* **WORK TO COMPLETE**
Write out, without any changes, the part of the rows below that opens with the line containing "Consider the photo above. For every instance of the overcast" and runs through the final row.

## start DATA TO USE

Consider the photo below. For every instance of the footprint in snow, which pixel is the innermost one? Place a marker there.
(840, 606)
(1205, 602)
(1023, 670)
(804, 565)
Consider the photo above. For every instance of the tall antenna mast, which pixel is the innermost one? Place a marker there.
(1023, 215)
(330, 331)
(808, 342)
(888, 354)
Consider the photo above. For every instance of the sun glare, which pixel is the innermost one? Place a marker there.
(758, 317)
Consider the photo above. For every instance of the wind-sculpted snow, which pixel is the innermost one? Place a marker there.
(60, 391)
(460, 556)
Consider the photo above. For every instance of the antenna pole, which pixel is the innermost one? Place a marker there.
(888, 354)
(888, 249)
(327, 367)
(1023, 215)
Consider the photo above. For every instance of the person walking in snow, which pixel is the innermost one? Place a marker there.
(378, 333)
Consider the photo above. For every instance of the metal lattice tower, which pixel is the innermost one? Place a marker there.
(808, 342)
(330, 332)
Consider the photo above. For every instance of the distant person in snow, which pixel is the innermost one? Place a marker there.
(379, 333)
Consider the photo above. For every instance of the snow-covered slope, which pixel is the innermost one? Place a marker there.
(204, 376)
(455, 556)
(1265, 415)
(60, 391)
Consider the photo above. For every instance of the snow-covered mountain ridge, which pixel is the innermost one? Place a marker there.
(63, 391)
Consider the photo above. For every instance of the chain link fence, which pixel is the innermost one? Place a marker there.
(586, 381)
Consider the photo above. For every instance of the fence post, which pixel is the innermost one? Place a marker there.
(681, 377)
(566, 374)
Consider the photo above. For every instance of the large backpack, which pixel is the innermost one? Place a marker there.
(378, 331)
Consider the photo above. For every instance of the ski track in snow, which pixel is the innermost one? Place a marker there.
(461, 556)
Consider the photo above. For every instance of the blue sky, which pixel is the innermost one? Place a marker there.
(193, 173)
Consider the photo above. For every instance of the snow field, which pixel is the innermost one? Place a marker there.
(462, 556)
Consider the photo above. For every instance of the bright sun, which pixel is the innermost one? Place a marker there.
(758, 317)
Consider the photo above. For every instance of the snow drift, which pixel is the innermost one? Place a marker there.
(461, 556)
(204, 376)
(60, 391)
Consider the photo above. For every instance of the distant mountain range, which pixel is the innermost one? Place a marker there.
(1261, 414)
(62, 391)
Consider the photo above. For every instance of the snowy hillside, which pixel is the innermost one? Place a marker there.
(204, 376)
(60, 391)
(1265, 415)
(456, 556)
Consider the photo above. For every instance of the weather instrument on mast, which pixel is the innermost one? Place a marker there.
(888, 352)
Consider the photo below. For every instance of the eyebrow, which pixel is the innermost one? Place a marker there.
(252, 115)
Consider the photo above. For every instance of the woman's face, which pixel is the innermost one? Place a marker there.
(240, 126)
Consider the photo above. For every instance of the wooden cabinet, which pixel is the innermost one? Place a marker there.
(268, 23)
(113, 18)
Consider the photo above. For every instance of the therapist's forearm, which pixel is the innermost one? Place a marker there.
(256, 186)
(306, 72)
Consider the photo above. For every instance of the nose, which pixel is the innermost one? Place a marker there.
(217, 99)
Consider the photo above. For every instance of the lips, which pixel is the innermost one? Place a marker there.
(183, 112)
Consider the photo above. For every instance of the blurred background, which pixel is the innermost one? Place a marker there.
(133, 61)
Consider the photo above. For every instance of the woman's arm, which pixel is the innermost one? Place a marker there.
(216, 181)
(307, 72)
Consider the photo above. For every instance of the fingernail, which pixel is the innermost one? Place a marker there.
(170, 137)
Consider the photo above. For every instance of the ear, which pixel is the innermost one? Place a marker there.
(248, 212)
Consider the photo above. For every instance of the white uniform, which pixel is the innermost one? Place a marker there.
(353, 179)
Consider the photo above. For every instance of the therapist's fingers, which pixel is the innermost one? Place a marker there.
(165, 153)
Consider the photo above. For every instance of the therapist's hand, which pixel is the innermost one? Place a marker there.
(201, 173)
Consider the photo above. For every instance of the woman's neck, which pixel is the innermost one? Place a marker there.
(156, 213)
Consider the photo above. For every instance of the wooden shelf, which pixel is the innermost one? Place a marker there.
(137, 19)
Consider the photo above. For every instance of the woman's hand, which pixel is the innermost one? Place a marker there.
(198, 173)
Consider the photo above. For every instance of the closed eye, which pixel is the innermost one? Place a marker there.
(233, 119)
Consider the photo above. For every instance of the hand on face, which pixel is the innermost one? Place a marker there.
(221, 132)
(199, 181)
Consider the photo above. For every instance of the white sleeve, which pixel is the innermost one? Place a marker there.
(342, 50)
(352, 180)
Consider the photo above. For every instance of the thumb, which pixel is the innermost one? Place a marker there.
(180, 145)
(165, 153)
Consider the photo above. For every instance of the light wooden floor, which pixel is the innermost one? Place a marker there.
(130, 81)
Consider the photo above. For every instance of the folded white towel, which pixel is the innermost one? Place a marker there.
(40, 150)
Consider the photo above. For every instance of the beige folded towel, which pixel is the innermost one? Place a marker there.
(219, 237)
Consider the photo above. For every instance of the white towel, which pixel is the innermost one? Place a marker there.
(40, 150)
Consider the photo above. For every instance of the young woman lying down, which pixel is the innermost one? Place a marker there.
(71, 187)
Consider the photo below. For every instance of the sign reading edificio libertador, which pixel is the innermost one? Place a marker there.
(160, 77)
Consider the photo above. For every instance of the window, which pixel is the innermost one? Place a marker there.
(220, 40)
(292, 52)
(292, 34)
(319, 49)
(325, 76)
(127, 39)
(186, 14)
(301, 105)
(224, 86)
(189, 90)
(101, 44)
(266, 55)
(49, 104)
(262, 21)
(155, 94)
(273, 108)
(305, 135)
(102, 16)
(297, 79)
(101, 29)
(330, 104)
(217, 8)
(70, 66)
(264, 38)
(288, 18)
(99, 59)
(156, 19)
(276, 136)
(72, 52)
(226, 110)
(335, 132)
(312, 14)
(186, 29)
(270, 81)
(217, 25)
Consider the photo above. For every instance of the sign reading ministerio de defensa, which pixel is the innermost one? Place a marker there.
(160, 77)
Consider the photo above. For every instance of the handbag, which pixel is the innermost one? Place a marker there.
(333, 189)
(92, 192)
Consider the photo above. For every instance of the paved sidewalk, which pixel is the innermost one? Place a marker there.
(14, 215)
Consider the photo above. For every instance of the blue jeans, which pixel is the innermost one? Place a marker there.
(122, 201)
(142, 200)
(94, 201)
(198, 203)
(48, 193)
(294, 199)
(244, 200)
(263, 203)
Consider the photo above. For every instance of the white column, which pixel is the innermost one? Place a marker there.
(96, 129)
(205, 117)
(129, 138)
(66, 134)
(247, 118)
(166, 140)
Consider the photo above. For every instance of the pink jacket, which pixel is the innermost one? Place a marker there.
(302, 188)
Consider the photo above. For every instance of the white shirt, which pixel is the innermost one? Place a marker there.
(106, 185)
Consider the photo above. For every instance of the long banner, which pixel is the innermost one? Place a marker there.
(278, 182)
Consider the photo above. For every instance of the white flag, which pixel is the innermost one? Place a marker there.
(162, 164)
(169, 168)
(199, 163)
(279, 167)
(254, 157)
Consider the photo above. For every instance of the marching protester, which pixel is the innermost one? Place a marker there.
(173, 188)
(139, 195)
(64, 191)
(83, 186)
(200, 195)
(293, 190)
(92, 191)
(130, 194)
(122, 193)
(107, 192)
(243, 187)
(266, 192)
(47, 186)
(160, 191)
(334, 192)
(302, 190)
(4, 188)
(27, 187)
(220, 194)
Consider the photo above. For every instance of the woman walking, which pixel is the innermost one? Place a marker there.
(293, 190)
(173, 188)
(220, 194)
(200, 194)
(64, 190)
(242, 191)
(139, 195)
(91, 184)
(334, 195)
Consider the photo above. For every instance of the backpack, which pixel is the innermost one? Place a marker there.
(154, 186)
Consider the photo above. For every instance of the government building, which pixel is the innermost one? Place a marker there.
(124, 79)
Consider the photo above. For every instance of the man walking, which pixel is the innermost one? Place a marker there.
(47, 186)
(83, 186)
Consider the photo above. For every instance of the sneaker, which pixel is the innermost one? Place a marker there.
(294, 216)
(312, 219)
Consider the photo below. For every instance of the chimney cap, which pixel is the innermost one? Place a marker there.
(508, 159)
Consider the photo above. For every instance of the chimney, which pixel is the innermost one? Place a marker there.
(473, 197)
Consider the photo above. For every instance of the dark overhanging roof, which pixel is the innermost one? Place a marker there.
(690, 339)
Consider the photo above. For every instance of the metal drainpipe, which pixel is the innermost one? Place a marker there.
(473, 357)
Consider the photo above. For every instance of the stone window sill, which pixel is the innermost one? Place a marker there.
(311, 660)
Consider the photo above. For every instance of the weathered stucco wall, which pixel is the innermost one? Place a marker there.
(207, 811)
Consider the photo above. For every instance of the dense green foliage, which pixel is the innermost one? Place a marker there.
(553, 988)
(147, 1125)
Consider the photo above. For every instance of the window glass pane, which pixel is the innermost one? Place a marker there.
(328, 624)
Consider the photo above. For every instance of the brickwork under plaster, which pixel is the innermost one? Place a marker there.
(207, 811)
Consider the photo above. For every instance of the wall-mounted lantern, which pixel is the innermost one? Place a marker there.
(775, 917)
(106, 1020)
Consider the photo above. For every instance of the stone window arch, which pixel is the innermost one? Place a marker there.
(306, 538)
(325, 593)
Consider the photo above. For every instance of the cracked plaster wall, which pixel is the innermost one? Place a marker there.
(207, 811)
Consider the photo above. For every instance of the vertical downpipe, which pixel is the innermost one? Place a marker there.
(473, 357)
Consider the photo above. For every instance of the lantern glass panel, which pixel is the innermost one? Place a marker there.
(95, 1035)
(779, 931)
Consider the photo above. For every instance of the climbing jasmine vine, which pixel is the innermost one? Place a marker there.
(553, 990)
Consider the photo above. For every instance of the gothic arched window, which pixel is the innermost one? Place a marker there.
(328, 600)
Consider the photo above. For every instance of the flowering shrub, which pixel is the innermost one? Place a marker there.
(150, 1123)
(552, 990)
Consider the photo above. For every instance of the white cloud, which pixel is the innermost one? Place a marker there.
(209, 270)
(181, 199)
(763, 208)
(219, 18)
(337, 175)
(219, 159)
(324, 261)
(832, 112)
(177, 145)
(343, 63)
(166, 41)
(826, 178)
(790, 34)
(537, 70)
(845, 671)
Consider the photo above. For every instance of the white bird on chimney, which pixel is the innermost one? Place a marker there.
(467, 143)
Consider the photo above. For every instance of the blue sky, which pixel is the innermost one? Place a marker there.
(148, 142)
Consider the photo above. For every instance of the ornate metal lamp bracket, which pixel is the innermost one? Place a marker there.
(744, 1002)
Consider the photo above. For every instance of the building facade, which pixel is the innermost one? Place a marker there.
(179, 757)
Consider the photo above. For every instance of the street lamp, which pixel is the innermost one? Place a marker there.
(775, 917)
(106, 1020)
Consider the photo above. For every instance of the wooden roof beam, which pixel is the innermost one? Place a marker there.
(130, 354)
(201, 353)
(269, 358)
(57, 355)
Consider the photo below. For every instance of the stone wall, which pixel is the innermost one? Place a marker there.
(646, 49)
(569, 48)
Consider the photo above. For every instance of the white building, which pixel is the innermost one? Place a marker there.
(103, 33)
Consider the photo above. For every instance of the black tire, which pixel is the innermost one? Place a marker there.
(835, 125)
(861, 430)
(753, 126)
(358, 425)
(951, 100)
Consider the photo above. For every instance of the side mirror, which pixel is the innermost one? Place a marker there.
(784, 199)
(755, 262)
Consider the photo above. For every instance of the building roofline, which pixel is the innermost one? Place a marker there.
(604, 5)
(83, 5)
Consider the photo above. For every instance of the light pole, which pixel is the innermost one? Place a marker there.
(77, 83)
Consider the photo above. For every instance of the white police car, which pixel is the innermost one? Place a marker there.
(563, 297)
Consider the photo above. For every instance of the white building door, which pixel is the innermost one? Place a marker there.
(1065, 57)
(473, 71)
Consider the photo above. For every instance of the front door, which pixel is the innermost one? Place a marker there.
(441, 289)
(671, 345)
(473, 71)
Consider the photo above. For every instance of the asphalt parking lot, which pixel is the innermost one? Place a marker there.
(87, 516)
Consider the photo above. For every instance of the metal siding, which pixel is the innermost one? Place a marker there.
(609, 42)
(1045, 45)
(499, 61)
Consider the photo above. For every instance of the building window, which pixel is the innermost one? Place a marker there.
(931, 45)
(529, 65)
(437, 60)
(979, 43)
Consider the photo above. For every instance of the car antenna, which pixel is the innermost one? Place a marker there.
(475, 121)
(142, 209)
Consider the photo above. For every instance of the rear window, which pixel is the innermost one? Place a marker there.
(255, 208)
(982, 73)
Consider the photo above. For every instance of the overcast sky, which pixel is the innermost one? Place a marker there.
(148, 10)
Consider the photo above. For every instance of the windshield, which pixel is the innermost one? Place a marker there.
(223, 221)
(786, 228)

## end DATA TO USE

* **THE SOLUTION**
Consider the photo above. For every instance of the overcast sky, which pixel is the innermost one? Place a marker there.
(148, 10)
Consider the photo above. For every instance of the windshield, which pixel is the innermost one? Place a marker there.
(223, 221)
(786, 228)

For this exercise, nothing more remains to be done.